─── Выбранный текст

Но в период моего взросления в младшей и средней школе у моих родителей со мной были проблемы и посерьезней. Училась я в тот период очень средне, а порой – откровенно плохо. Особым камнем преткновения для меня была арифметика. Я ничего не понимала в решении задач и примеров, мучилась с устным счетом, и чем дальше, тем больше увязала в болоте этого непонимания. Наконец к шестому классу я скатилась на круглые тройки.

Мама, всегда блестяще учившаяся, приходила в совершенное отчаяние из-за моих школьных неудач. Она, с детства и до последних дней жизни всегда первая – и в школе, и в университете, и на редакторской работе, и в переводческих трудах, хотела, чтобы и ее дети были во всем лучшими, и когда я в шестом классе перед новогодними каникулами принесла дневник с самыми жалкими результатами, она восприняла это в молчании. И это молчание было хуже, чем выговоры и ругань – в нем было ледяное спокойствие и откровенное презрение. Наша любовь затрещала, как свечка, готовая погаснуть.

Тогда за дело решил взяться папа, прирожденный педагог. Каждый день он садился со мной решать задачки из начинающегося курса алгебры, и, будучи гуманитарием до мозга костей, каким-то образом сумел что-то переформатировать в моей голове. Там будто переключился некий переключатель, туман в мозгах рассеялся, и я вдруг – ПОНЯЛА! А поняв, – полюбила, и как паровозик, стала разгоняться на путях преодоления школьных премудростей и докатилась до золотой медали.

Эта медаль стала маминым триумфом. Кажется, она радовалась ей больше меня самой. Ледок в наших отношениях к тому времени полностью растаял, мы стали близки даже не как мать и дочь, а как близкие подруги. Как-то раз я слышала, как мама, что-то объясняя бабушке, сказала про меня: «Да это – подруга моя», и от этих слов я преисполнилась радости и гордости. Я ездила с ней в поездки по старинным русским городам, я принимала участие в дружеских посиделках их редакции, я старалась не ударить в грязь лицом перед этими горделивыми филологинями, с подростковым снобизмом демонстрируя свою начитанность и понимание житейских проблем.

──────

Цель: Перепишите всё из воспоминаний о школьных годах, начиная со слов «Эта медаль стала» и вплоть до слов «понимание житейских проблем.», подставив «соседке» вместо «бабушке».

─── Исходные записи

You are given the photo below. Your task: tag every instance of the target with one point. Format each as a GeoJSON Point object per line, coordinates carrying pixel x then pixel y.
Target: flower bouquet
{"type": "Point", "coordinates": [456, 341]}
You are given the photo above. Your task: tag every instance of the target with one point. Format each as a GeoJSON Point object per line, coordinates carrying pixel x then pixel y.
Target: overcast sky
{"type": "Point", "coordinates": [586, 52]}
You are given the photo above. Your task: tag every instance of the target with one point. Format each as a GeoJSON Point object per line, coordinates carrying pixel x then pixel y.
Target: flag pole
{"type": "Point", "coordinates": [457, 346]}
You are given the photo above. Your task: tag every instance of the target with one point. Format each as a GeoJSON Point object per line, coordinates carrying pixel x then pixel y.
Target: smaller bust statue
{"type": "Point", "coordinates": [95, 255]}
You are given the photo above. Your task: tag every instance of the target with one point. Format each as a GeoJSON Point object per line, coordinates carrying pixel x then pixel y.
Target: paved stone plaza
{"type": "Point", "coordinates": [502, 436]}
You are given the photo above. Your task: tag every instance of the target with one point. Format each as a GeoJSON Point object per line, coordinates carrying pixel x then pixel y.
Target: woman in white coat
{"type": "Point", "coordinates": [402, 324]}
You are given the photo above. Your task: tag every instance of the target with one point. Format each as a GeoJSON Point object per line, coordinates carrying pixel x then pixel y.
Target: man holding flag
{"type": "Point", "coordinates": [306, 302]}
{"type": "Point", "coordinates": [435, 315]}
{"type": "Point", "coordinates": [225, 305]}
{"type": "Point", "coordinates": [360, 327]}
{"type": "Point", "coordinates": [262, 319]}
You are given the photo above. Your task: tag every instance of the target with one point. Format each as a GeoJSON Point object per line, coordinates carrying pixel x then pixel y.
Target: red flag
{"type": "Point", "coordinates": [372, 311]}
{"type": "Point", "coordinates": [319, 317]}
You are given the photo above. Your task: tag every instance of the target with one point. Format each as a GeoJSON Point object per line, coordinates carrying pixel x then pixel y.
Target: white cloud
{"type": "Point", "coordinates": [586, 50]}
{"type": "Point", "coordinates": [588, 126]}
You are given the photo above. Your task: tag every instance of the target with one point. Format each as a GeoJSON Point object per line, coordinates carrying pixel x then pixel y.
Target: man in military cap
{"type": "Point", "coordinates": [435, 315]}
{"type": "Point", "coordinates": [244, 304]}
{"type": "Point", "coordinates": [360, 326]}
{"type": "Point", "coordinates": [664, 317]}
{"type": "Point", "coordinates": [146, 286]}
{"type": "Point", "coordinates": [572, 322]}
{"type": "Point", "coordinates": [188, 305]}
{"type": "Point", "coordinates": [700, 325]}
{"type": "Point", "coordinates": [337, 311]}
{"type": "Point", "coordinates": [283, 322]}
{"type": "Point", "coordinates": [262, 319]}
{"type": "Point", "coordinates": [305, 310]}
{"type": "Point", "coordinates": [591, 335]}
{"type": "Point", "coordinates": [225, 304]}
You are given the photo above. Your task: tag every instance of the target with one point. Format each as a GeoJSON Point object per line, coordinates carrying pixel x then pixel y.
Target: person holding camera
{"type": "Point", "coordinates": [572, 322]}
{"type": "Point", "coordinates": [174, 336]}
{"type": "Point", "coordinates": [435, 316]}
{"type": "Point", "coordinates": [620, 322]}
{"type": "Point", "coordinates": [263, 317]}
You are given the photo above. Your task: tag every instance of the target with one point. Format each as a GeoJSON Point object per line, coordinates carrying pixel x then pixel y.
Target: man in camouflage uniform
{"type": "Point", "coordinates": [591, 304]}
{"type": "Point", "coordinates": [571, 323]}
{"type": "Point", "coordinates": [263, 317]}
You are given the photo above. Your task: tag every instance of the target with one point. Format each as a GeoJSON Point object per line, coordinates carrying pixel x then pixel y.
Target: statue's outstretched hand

──────

Выполненное задание:
Эта медаль стала маминым триумфом. Кажется, она радовалась ей больше меня самой. Ледок в наших отношениях к тому времени полностью растаял, мы стали близки даже не как мать и дочь, а как близкие подруги. Как-то раз я слышала, как мама, что-то объясняя соседке, сказала про меня: «Да это – подруга моя», и от этих слов я преисполнилась радости и гордости. Я ездила с ней в поездки по старинным русским городам, я принимала участие в дружеских посиделках их редакции, я старалась не ударить в грязь лицом перед этими горделивыми филологинями, с подростковым снобизмом демонстрируя свою начитанность и понимание житейских проблем.